WRITTEN TASK A –
In the listing, reproduce the lines exactly, beginning with the line containing "Please segment every instance of the <item>covered" and continuing through the line containing "133], [162, 134]]", both included.

EXTRACTED TEXT –
========================================================================
# Exploring Hackers News Posts

In this project, we'll compare two different types of posts from [Hacker News](https://news.ycombinator.com/), a popular site where technology related stories (or 'posts') are voted and commented upon. The two types of posts we'll explore begin with either Ask HN or Show HN.

Users submit Ask HN posts to ask the Hacker News community a specific question, such as "What is the best online course you've ever taken?" Likewise, users submit Show HN posts to show the Hacker News community a project, product, or just generally something interesting.

We'll specifically compare these two types of posts to determine the following:

  - Do Ask HN or Show HN receive more comments on average?
  - Do posts created at a certain time receive more comments on average?
  - Determine if show or ask posts receive more points on average.
  - Determine if posts created at a certain time are more likely to receive more points.
========================================================================
TASK DATA –
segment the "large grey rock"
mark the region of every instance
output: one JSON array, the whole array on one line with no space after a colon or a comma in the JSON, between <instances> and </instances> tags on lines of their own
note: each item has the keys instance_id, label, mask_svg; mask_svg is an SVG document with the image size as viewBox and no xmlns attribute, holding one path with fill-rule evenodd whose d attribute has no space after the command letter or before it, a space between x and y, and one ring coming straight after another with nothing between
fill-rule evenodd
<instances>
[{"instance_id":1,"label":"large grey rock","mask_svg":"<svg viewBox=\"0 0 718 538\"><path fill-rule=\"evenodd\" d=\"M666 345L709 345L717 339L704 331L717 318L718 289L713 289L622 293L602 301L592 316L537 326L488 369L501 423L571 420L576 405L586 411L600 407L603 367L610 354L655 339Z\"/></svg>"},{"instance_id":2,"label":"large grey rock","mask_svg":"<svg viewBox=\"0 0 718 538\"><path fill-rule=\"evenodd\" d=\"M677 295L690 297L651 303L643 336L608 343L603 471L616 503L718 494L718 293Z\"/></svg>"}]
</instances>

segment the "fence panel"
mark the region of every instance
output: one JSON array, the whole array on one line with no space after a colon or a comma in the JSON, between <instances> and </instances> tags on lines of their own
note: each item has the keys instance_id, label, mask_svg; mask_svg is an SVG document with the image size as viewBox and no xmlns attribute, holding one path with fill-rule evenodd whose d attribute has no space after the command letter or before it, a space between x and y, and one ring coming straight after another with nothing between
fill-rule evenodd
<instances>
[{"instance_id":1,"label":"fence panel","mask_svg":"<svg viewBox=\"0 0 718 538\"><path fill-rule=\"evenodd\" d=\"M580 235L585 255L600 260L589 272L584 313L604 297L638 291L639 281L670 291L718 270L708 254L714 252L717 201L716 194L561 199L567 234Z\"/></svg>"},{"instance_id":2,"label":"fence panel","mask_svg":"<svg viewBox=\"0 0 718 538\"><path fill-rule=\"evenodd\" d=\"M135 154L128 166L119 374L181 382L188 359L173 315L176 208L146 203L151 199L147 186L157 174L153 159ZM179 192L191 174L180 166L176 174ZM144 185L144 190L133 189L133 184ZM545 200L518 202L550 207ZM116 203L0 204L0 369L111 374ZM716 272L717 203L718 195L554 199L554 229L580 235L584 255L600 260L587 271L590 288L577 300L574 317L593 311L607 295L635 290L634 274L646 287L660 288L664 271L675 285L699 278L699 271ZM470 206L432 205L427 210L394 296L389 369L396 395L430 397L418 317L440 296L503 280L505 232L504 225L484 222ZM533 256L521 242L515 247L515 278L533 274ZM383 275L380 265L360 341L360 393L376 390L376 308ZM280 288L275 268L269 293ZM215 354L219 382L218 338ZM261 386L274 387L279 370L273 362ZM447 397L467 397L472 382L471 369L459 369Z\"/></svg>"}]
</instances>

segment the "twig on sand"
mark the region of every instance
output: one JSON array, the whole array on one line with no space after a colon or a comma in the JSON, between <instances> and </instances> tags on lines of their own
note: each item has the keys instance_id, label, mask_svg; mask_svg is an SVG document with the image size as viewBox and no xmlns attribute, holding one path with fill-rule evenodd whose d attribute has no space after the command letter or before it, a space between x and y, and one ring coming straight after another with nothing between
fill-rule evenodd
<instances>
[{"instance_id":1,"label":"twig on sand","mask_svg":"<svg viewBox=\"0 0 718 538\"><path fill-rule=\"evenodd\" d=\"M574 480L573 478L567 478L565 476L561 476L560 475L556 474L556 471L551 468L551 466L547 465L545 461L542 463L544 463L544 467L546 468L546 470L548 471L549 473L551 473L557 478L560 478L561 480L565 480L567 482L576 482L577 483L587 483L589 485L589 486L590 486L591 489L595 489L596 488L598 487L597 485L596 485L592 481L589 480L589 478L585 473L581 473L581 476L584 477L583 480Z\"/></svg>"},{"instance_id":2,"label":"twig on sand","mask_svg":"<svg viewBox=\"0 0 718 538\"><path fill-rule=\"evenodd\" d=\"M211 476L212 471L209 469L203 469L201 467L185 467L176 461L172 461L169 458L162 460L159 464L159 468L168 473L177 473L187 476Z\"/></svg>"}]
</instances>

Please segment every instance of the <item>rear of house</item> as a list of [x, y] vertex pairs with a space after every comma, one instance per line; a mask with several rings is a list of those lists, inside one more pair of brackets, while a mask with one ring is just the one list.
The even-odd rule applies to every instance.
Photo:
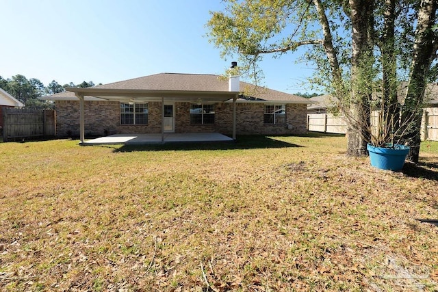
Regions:
[[217, 75], [162, 73], [68, 90], [44, 97], [55, 101], [60, 137], [80, 135], [81, 115], [85, 135], [92, 136], [307, 131], [307, 99]]

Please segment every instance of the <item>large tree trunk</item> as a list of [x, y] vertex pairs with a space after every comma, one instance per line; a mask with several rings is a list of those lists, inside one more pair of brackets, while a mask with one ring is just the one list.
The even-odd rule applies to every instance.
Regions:
[[351, 96], [348, 120], [347, 154], [367, 154], [370, 129], [370, 101], [372, 93], [372, 44], [374, 0], [349, 0], [352, 28]]
[[[400, 114], [397, 100], [397, 60], [396, 57], [396, 1], [385, 1], [385, 25], [380, 43], [382, 59], [382, 94], [381, 111], [383, 124], [387, 133], [395, 133], [398, 127], [394, 117]], [[392, 117], [392, 118], [391, 118]]]
[[[437, 2], [437, 0], [422, 0], [420, 3], [411, 75], [402, 115], [402, 124], [407, 127], [403, 140], [411, 146], [408, 159], [414, 163], [418, 162], [420, 156], [422, 116], [422, 110], [420, 106], [424, 102], [428, 74], [437, 49], [432, 29], [435, 21]], [[409, 119], [412, 118], [415, 120], [410, 122]]]

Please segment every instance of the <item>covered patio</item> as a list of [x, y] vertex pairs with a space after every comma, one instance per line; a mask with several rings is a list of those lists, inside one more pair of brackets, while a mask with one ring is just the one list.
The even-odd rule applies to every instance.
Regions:
[[116, 134], [92, 139], [81, 145], [144, 145], [177, 142], [232, 142], [233, 139], [219, 133], [166, 133], [162, 134]]
[[[229, 91], [190, 91], [190, 90], [150, 90], [133, 89], [114, 89], [86, 88], [67, 88], [75, 93], [79, 100], [80, 145], [99, 144], [141, 144], [184, 142], [225, 142], [233, 141], [236, 138], [236, 101], [239, 92]], [[125, 103], [160, 102], [161, 103], [161, 133], [118, 134], [85, 141], [85, 101], [86, 97], [96, 98], [101, 101], [120, 101]], [[233, 133], [232, 137], [218, 133], [166, 133], [165, 130], [165, 105], [166, 103], [188, 102], [224, 103], [233, 101]]]

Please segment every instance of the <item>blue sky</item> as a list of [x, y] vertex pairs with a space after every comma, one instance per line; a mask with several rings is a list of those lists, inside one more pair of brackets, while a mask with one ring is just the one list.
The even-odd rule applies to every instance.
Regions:
[[[223, 74], [232, 58], [205, 37], [220, 0], [0, 0], [0, 76], [44, 85], [107, 83], [161, 72]], [[264, 85], [311, 92], [298, 55], [266, 56]]]

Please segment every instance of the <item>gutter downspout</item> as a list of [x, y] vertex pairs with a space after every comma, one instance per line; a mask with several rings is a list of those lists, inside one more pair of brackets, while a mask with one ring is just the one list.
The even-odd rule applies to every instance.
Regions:
[[236, 110], [235, 110], [235, 101], [237, 100], [238, 95], [233, 98], [233, 140], [235, 142], [235, 120], [236, 120]]
[[83, 94], [79, 92], [75, 92], [75, 95], [79, 98], [79, 139], [81, 140], [79, 145], [83, 145], [85, 140], [85, 98]]

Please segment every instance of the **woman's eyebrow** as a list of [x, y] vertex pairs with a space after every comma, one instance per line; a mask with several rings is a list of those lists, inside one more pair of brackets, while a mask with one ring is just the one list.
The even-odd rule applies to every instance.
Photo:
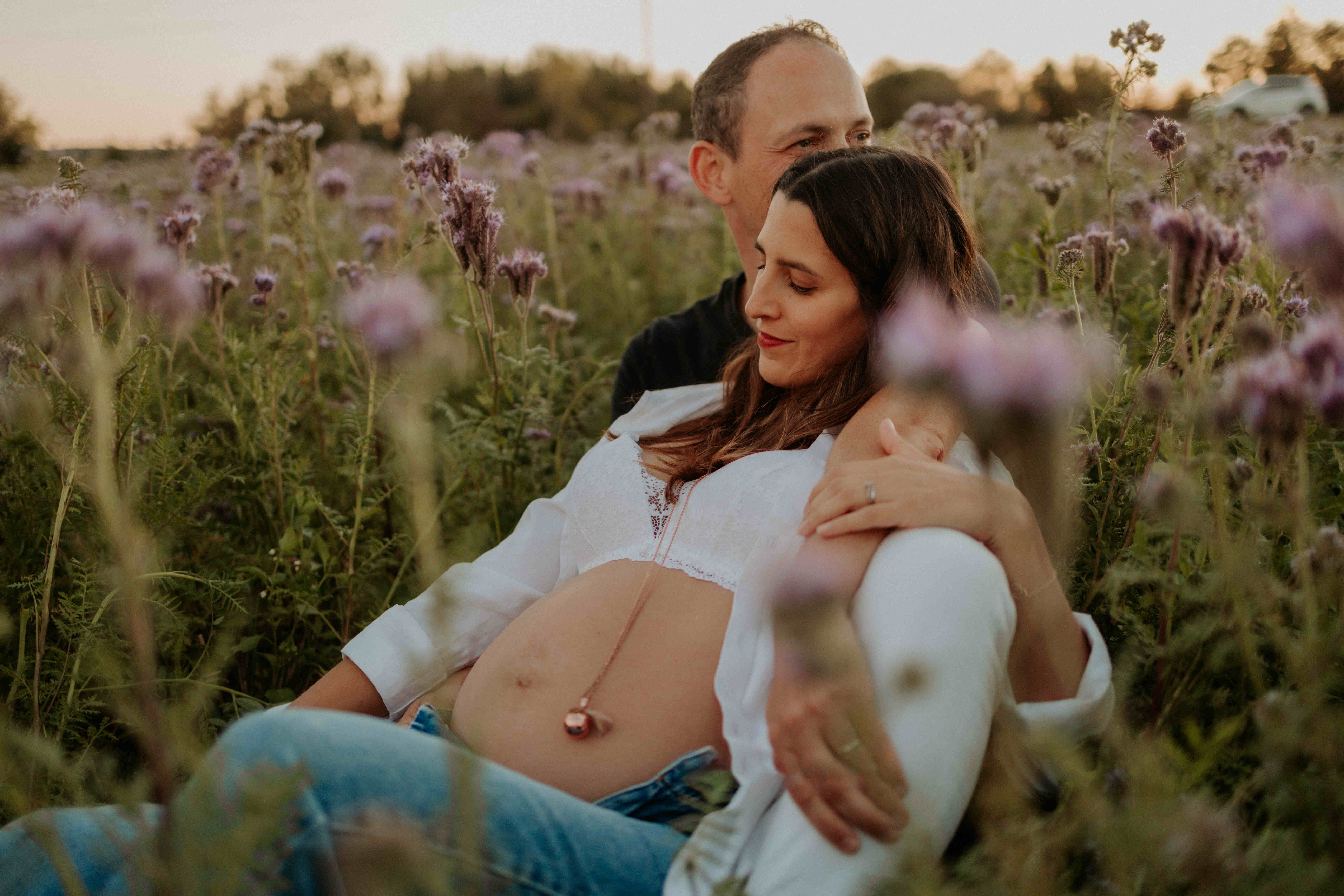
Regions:
[[[759, 242], [753, 240], [751, 244], [755, 246], [755, 250], [758, 253], [761, 253], [762, 258], [766, 257], [765, 255], [765, 250], [761, 249], [761, 243]], [[785, 258], [775, 258], [774, 263], [775, 265], [781, 265], [782, 267], [792, 267], [793, 270], [801, 270], [804, 274], [812, 274], [813, 277], [821, 277], [821, 274], [818, 274], [817, 271], [812, 270], [810, 267], [808, 267], [802, 262], [790, 262], [790, 261], [788, 261]]]

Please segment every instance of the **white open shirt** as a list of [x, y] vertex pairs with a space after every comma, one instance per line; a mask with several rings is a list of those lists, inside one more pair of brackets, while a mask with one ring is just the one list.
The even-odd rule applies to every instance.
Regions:
[[[612, 433], [656, 435], [676, 423], [718, 408], [723, 384], [706, 383], [645, 392], [612, 424]], [[664, 883], [664, 896], [708, 892], [728, 877], [751, 870], [749, 841], [762, 814], [780, 797], [784, 779], [774, 768], [765, 708], [774, 674], [774, 634], [770, 598], [802, 544], [797, 535], [808, 494], [821, 478], [835, 443], [821, 435], [804, 449], [806, 462], [792, 466], [771, 484], [774, 509], [742, 570], [732, 611], [714, 676], [714, 693], [723, 711], [723, 737], [732, 754], [739, 789], [722, 810], [696, 827]], [[985, 472], [970, 441], [962, 437], [948, 462], [968, 472]], [[1008, 478], [996, 458], [989, 476]], [[513, 532], [472, 563], [458, 563], [423, 594], [390, 607], [341, 652], [368, 676], [391, 717], [473, 662], [523, 610], [575, 575], [564, 556], [560, 532], [569, 489], [532, 501]], [[1047, 725], [1074, 736], [1097, 733], [1110, 719], [1114, 692], [1110, 656], [1091, 617], [1074, 614], [1091, 642], [1078, 693], [1054, 703], [1013, 704], [1032, 727]], [[1012, 703], [1012, 697], [1005, 700]], [[759, 838], [757, 838], [758, 841]]]

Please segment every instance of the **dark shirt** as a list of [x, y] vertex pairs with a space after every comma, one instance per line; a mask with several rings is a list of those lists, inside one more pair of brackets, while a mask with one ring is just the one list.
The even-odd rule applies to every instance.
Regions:
[[[980, 258], [981, 289], [977, 304], [999, 310], [999, 278]], [[732, 349], [755, 330], [738, 305], [747, 275], [738, 273], [691, 308], [659, 317], [640, 330], [621, 355], [612, 390], [612, 419], [621, 416], [649, 390], [712, 383], [719, 379]]]

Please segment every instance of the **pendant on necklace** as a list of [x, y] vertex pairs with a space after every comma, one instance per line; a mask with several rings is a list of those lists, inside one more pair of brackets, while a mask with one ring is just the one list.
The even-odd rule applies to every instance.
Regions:
[[587, 715], [586, 709], [575, 707], [564, 715], [564, 733], [569, 736], [575, 739], [587, 737], [591, 728], [593, 717]]

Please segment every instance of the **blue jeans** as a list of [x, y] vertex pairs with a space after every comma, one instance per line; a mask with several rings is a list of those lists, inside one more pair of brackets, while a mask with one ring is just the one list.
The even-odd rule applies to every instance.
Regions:
[[[474, 825], [454, 815], [470, 751], [431, 709], [415, 729], [324, 709], [255, 713], [228, 727], [173, 799], [183, 889], [655, 896], [715, 759], [692, 751], [597, 803], [474, 756]], [[712, 806], [708, 806], [712, 807]], [[704, 807], [702, 807], [704, 809]], [[163, 809], [42, 810], [0, 829], [0, 893], [146, 891], [137, 861]], [[474, 832], [474, 833], [468, 833]], [[50, 858], [59, 837], [55, 858]], [[405, 876], [403, 879], [398, 876]], [[464, 884], [477, 881], [474, 887]], [[227, 885], [226, 885], [227, 884]]]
========================================================================
WRITTEN TASK B –
Rewrite the passage of the text on Hacker News posts beginning with "# Exploring Hackers" and continuing through "or Show HN.", substituting "science" for "technology".

WORKED ANSWER A –
Please segment every instance of the <item>covered patio</item> as a list of [x, y] vertex pairs with a space after every comma, one instance per line; a mask with several rings is a list of those lists, inside one more pair of brackets, while a mask with one ring is just the one list.
The even-odd rule applies to every instance.
Regions:
[[116, 134], [92, 139], [81, 145], [144, 145], [177, 142], [232, 142], [233, 139], [219, 133], [166, 133], [162, 134]]

WORKED ANSWER B –
# Exploring Hackers News Posts

In this project, we'll compare two different types of posts from [Hacker News](https://news.ycombinator.com/), a popular site where science related stories (or 'posts') are voted and commented upon. The two types of posts we'll explore begin with either Ask HN or Show HN.